- Rows -
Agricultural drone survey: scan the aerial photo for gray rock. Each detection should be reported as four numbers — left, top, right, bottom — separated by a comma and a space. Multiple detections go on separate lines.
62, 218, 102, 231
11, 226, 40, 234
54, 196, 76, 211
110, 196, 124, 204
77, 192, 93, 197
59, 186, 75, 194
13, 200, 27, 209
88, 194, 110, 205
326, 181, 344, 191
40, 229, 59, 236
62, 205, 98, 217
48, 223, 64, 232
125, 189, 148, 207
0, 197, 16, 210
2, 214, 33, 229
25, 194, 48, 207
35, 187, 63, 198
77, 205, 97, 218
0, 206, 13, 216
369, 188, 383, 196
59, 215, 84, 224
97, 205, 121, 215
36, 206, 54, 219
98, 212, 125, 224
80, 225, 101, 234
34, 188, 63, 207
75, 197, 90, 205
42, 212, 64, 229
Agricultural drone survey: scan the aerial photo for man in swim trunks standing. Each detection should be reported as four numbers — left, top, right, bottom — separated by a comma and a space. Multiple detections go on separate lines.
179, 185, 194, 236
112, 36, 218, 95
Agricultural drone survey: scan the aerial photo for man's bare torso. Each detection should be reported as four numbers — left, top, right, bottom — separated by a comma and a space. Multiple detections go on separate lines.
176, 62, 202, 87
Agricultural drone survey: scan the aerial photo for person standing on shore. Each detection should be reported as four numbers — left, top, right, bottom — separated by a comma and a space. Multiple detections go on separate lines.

- Aim -
Give every line in the rows above as one numbered list, leaving out any blank lines.

- Response for this exercise -
1. Agricultural drone survey: scan the aerial photo for gray rock. Each detection should be reported as four numbers — left, top, right, bottom — separated by a comma and a space. Multiple detections go on separate lines.
2. 62, 218, 102, 231
3. 11, 226, 40, 234
4. 54, 196, 76, 211
5. 110, 196, 124, 204
6. 77, 192, 93, 197
7. 59, 186, 75, 194
8. 13, 200, 27, 209
9. 88, 194, 110, 205
10. 326, 181, 344, 191
11. 40, 229, 59, 236
12. 62, 205, 98, 217
13. 48, 223, 64, 232
14. 125, 189, 148, 207
15. 0, 197, 16, 210
16. 2, 214, 33, 229
17. 25, 194, 48, 207
18. 35, 187, 63, 198
19. 77, 205, 97, 218
20. 0, 206, 13, 216
21. 369, 188, 383, 196
22. 59, 215, 84, 224
23. 97, 205, 121, 215
24. 36, 206, 54, 219
25. 98, 212, 125, 224
26. 80, 225, 101, 234
27. 34, 188, 63, 207
28. 75, 197, 90, 205
29. 42, 212, 64, 229
30. Agricultural drone survey: scan the aerial photo for man in swim trunks standing. Each detection should be reported as four numbers — left, top, right, bottom — separated by a comma and a space. Multiple detections go on separate lines.
31. 179, 185, 194, 236
32. 112, 36, 218, 95
33. Agricultural drone survey: scan the aerial photo for man's bare torso. Each detection should be reported as four numbers — left, top, right, bottom — separated by a comma and a space. Multiple detections go on separate lines.
34. 176, 62, 202, 87
35. Agricultural drone survey: scan the aerial photo for person standing on shore. Each detection should be reported as four numbers — left, top, right, bottom — separated by a comma and a space. Multiple detections go on separate lines.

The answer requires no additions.